= Data section =
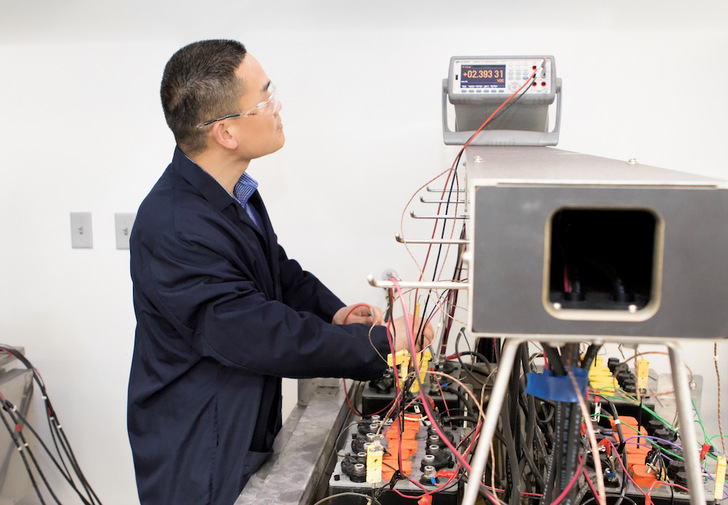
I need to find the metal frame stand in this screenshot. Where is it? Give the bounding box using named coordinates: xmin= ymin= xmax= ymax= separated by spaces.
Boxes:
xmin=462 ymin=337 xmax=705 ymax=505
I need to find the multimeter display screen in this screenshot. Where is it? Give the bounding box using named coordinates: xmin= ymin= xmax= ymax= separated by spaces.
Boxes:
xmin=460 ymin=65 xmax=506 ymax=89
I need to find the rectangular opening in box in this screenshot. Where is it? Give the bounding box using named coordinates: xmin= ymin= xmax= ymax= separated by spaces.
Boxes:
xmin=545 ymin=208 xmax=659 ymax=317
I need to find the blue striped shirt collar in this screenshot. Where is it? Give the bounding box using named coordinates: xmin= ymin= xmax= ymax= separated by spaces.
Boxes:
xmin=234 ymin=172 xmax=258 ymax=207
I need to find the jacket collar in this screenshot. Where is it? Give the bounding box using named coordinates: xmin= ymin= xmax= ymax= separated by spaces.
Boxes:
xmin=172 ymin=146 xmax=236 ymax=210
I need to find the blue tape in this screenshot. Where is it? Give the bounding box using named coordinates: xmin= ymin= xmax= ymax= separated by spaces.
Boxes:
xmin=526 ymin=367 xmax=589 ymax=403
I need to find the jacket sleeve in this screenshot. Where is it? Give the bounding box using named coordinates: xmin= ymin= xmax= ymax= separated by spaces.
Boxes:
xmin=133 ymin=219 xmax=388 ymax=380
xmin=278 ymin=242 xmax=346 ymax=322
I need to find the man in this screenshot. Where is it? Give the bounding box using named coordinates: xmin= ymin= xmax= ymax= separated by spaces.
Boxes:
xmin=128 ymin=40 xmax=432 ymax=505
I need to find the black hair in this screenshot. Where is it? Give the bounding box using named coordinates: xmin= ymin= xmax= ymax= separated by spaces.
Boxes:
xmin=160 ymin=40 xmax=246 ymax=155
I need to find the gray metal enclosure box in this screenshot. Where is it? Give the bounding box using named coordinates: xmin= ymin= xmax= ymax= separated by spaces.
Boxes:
* * *
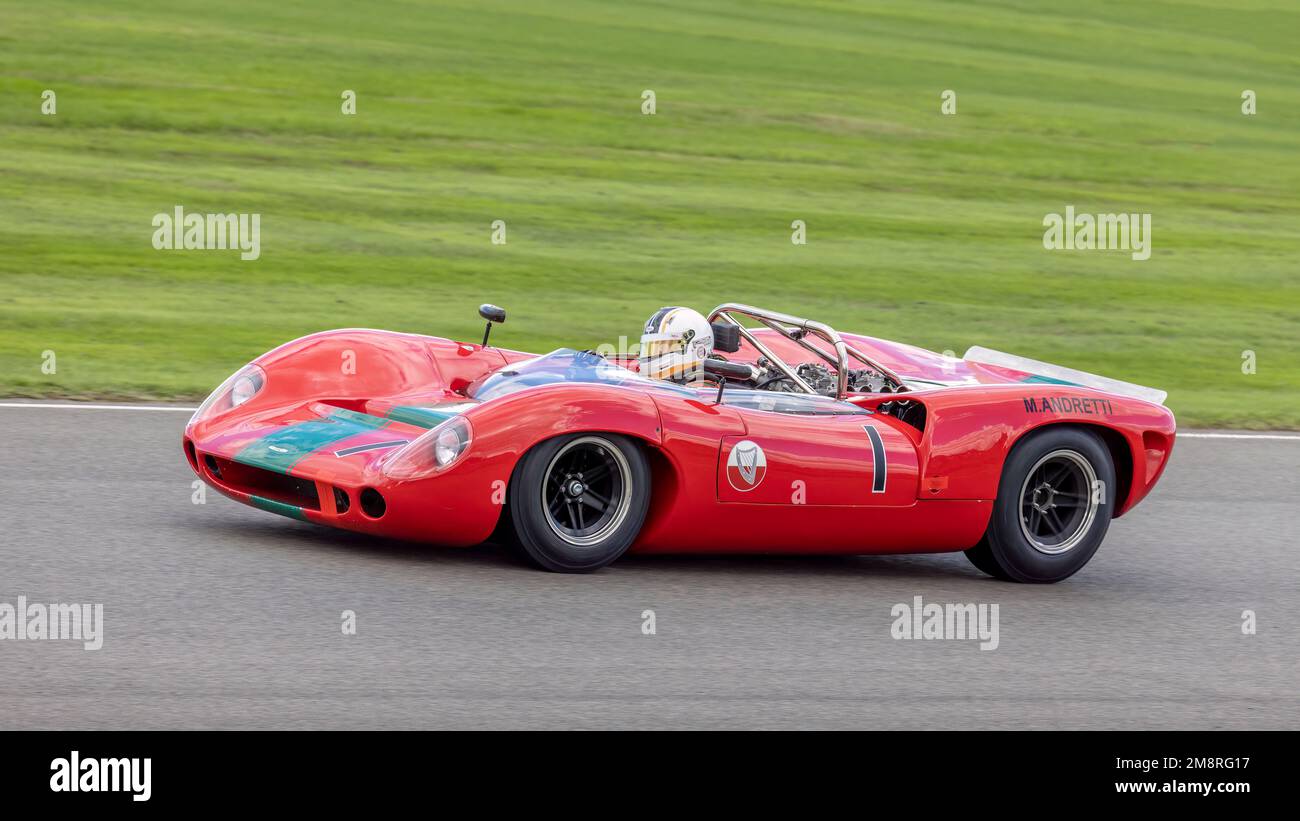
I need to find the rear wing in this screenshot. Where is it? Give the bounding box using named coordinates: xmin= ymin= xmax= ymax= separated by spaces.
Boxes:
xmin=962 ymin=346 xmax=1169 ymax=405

= Work instructions =
Lay out the entries in the part that opens with the line containing "I need to find the rectangular" and closes with the line containing "xmin=172 ymin=146 xmax=236 ymax=210", including both of those lines, as a two-column CSV with the headers entry_text and answer. Give one row per entry, and put each field in double quotes with any line breaks replaced by spaces.

= Solution to this task =
entry_text,answer
"I need to find the rectangular opening in box in this screenshot. Where is it? Give the bounding box using named coordinates: xmin= ymin= xmax= ymax= separated by spaces. Boxes:","xmin=545 ymin=208 xmax=659 ymax=317"
"I need to find the blue striped shirt collar in this screenshot. Where is it? Give the bounding box using named coordinates: xmin= ymin= xmax= ymax= separated by spaces. Boxes:","xmin=234 ymin=172 xmax=258 ymax=207"
"I need to find the jacket collar in this screenshot. Where is it? Give the bounding box using named coordinates: xmin= ymin= xmax= ymax= separated by spaces. Boxes:","xmin=172 ymin=146 xmax=236 ymax=210"